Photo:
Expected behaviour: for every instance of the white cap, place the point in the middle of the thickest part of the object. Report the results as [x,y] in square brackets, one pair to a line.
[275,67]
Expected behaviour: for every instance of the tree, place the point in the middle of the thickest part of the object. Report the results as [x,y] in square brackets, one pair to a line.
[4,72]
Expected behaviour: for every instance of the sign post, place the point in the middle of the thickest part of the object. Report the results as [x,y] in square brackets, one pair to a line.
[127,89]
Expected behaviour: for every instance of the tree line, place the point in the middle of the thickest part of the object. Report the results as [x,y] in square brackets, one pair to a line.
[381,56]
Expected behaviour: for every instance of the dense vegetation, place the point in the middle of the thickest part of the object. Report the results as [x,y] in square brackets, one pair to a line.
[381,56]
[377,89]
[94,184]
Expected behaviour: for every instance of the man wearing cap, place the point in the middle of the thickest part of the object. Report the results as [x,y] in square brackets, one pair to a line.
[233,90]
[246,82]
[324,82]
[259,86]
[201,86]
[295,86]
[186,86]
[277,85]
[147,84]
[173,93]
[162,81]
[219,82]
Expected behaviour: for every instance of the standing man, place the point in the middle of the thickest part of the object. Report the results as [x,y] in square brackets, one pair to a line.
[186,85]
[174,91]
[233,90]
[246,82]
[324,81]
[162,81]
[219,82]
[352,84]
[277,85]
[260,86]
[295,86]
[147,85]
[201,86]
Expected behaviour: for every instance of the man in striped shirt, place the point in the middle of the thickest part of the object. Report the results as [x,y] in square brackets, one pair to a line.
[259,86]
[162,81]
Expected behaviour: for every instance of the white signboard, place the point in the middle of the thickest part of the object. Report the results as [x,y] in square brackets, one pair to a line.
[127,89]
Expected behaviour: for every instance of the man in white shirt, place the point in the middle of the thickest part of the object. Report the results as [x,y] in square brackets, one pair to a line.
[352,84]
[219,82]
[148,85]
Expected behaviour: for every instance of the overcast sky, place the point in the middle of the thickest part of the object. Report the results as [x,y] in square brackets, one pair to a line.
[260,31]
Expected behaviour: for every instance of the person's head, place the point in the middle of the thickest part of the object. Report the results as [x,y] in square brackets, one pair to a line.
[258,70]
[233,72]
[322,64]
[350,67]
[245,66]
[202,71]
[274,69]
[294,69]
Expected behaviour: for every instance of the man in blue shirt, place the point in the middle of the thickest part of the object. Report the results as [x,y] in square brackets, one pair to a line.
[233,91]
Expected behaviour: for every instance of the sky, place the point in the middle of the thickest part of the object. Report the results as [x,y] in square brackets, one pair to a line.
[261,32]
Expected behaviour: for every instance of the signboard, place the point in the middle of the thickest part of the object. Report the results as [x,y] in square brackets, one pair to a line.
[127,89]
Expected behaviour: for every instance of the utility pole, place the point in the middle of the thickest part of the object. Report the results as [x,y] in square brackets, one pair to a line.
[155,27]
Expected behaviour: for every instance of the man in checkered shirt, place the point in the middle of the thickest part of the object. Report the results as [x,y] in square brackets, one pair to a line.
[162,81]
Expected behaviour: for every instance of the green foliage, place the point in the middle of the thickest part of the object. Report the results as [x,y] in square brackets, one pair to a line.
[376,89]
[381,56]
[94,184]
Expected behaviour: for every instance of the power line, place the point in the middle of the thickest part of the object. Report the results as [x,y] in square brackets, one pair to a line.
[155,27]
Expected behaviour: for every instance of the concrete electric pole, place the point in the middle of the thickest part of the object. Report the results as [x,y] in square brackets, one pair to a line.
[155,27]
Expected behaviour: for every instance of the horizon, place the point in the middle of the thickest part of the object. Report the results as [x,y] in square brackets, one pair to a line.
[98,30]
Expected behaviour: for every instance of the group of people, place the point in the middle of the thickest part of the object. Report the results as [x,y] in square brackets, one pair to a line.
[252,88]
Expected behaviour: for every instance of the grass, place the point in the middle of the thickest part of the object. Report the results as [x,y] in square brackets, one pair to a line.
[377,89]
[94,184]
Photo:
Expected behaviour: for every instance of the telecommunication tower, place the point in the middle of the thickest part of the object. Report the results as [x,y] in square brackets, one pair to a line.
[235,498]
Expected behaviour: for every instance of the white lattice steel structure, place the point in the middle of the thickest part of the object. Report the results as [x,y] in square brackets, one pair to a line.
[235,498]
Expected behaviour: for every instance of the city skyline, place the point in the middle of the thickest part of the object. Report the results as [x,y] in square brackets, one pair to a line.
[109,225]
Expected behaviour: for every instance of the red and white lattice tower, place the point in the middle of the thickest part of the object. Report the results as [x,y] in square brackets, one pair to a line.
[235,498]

== == ==

Please set down all the data word for word.

**Final result:**
Photo:
Expected behaviour: for every instance of the white cap, place the point in the middle of the thickest part of the object. Report the results as [x,y] in square brackets, one pair to a line.
[275,67]
Expected behaviour: for every instance of the tree, place the point in the middle of the thickest part of the object. Report the results as [x,y] in square brackets, one pair to a line.
[4,72]
Expected behaviour: for every instance of the sign post, place the point in the middle of the thickest part of the object. Report the results as [x,y] in square brackets, one pair to a line.
[127,89]
Expected behaviour: for every instance of the tree line, place the point in the middle of the thickest part of the object. Report the results as [x,y] in square brackets, one pair to a line.
[381,56]
Expected behaviour: for every instance of the dense vegetation, place the point in the middle of the thickest part of the object. Report the results as [x,y] in square brackets, one pair to a line.
[381,56]
[377,89]
[94,184]
Expected behaviour: for every instance of the man wearing cap, place the point in the middle of the thickest part of the object. Report the results as [x,y] in square brackets, one pair to a line.
[233,90]
[246,82]
[324,82]
[259,86]
[201,86]
[295,86]
[186,86]
[277,85]
[147,84]
[173,93]
[162,81]
[219,82]
Expected behaviour: for every instance of the standing man, place the point in the middle of the thickest part of the object. Report the results as [x,y] in square brackets, one pair to a line.
[186,85]
[174,91]
[233,90]
[246,82]
[324,81]
[162,81]
[219,82]
[352,84]
[277,85]
[260,86]
[295,86]
[147,85]
[201,86]
Expected behaviour: for every instance of the man in striped shirt, place the point in the middle of the thickest part of the object. Report the results as [x,y] in square brackets, one pair to a line.
[259,86]
[162,81]
Expected behaviour: for every instance of the white signboard, place the point in the middle of the thickest part of the object. Report the results as [x,y] in square brackets, one pair to a line.
[127,89]
Expected behaviour: for every instance of the man in white shirt, place the point in the middle of the thickest part of the object. Report the results as [x,y] in square brackets, one pair to a line.
[352,84]
[219,82]
[148,85]
Expected behaviour: for every instance of the overcast sky, place the point in the middle of the thickest part of the object. Report the results as [x,y] in square brackets, one pair to a line.
[260,31]
Expected behaviour: for every instance of the person's head, place the point in the middle of the thickest part of the object. Report the results as [x,y] in square brackets, one pair to a line.
[258,70]
[233,72]
[322,64]
[350,67]
[245,66]
[202,71]
[274,69]
[294,69]
Expected behaviour: for every instance of the man in blue shirt, place the point in the middle of the thickest part of the object. Report the results as [x,y] in square brackets, one pair to a line.
[233,91]
Expected behaviour: for every instance of the sky, place the point in the middle of the thickest part of the object. Report the results as [x,y] in square brackets, one pair to a line.
[261,32]
Expected behaviour: for every instance of the signboard, place the point in the middle of the thickest part of the object. Report the results as [x,y] in square brackets, one pair to a line.
[127,89]
Expected behaviour: for every instance of the utility pole, place the point in the middle of the thickest part of the object. Report the results as [x,y] in square brackets, one pair to a line.
[155,27]
Expected behaviour: for every instance of the man in checkered shirt, place the point in the middle of the thickest part of the object. Report the results as [x,y] in square brackets, one pair to a line.
[162,81]
Expected behaviour: for every instance of the green foliage, place the point in the middle of the thickest part of the object. Report the results as [x,y] in square brackets, one pair to a line.
[376,89]
[381,56]
[94,184]
Expected behaviour: for every instance of the power line, place the point in the middle of the thickest part of the object. Report the results as [x,y] in square brackets, one pair to a line.
[155,27]
Expected behaviour: for every instance of the concrete electric pole, place the point in the middle of the thickest part of the object. Report the results as [x,y] in square brackets, one pair to a line.
[155,27]
Expected behaviour: for every instance of the horizon, place the point in the middle of the thickest part of the object. Report the results as [x,y] in square brackets, one pair to a line.
[98,30]
Expected behaviour: for every instance of the group of people, place the point in the middle of the thickest part of the object. Report the results as [x,y] in square brackets, one pair to a line.
[252,88]
Expected behaviour: for every instance of the grass, place the point in the middle of the thickest part of the object. Report the results as [x,y] in square brackets, one pair to a line.
[377,89]
[94,184]
Photo:
Expected behaviour: for every instance of the telecommunication tower, place the point in the middle of the thickest part of the object. Report the results as [x,y] in square brackets, one pair to a line.
[235,498]
Expected behaviour: for every instance of the white lattice steel structure, place the point in the middle of the thickest part of the object. Report the results as [x,y] in square brackets, one pair to a line.
[235,498]
Expected behaviour: for every instance of the city skyline, place the point in the middle of the thickest part of the object. Report the results as [x,y] in square brackets, one pair to a line.
[109,225]
Expected behaviour: for every instance of the red and white lattice tower, place the point in the middle of the thickest part of the object. Report the results as [x,y] in square brackets, one pair to a line.
[235,498]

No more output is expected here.